Part of a data file:
┌──

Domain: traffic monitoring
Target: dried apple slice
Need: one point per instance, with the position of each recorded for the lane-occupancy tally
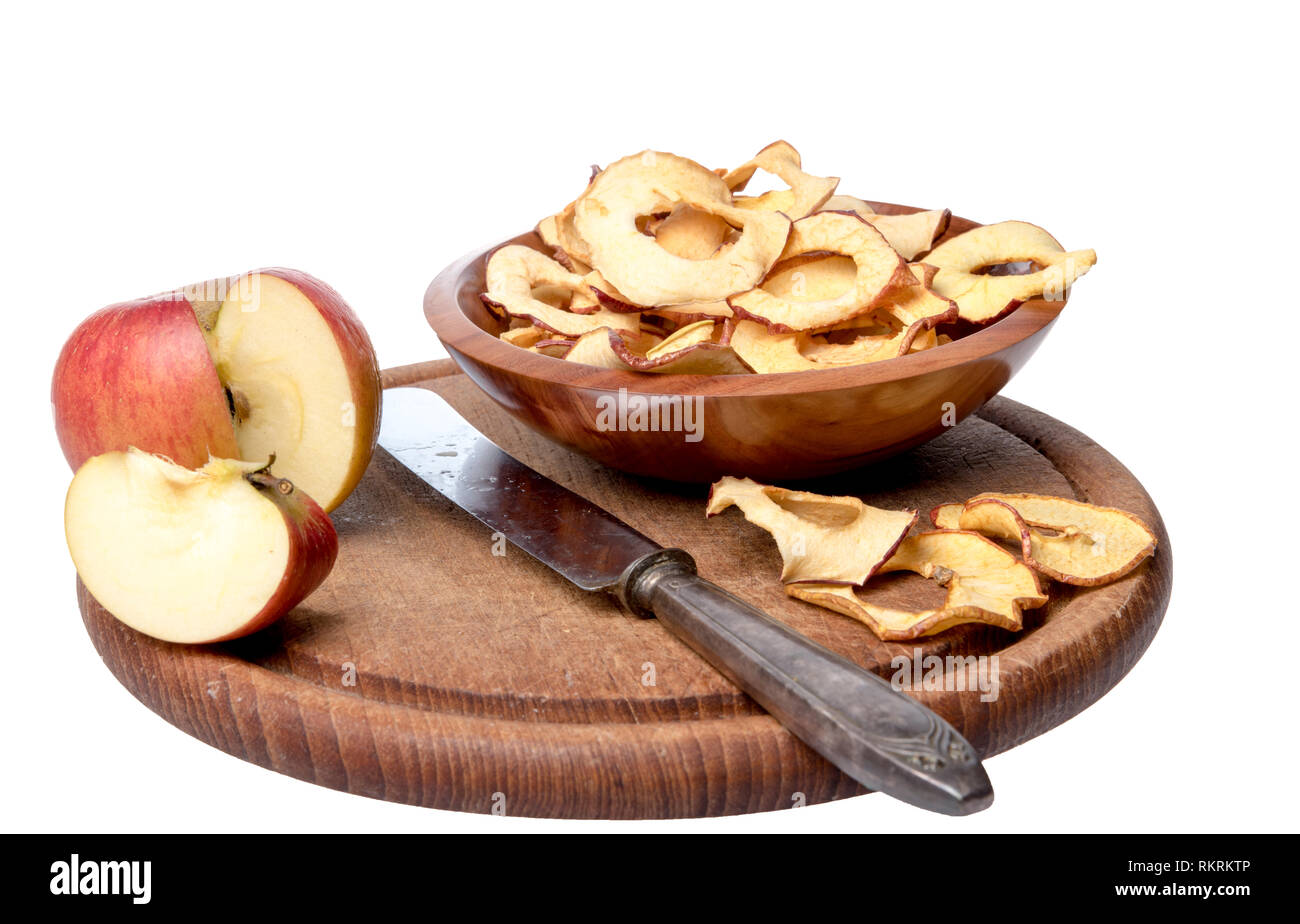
(525, 337)
(689, 233)
(823, 538)
(767, 352)
(947, 516)
(984, 582)
(515, 272)
(648, 274)
(696, 311)
(879, 272)
(689, 351)
(919, 308)
(559, 233)
(813, 277)
(1069, 541)
(909, 234)
(805, 195)
(982, 296)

└──

The request:
Can you repeat the data above line for line, without the pictures?

The completed task:
Domain: traffic monitoring
Target: dried apple slice
Need: one point per instance, with the position of each recorded for the lane-occupancy tally
(525, 337)
(689, 233)
(823, 538)
(767, 352)
(947, 516)
(984, 582)
(515, 272)
(648, 274)
(696, 311)
(879, 272)
(689, 351)
(919, 308)
(559, 233)
(813, 277)
(1069, 541)
(909, 234)
(805, 195)
(982, 296)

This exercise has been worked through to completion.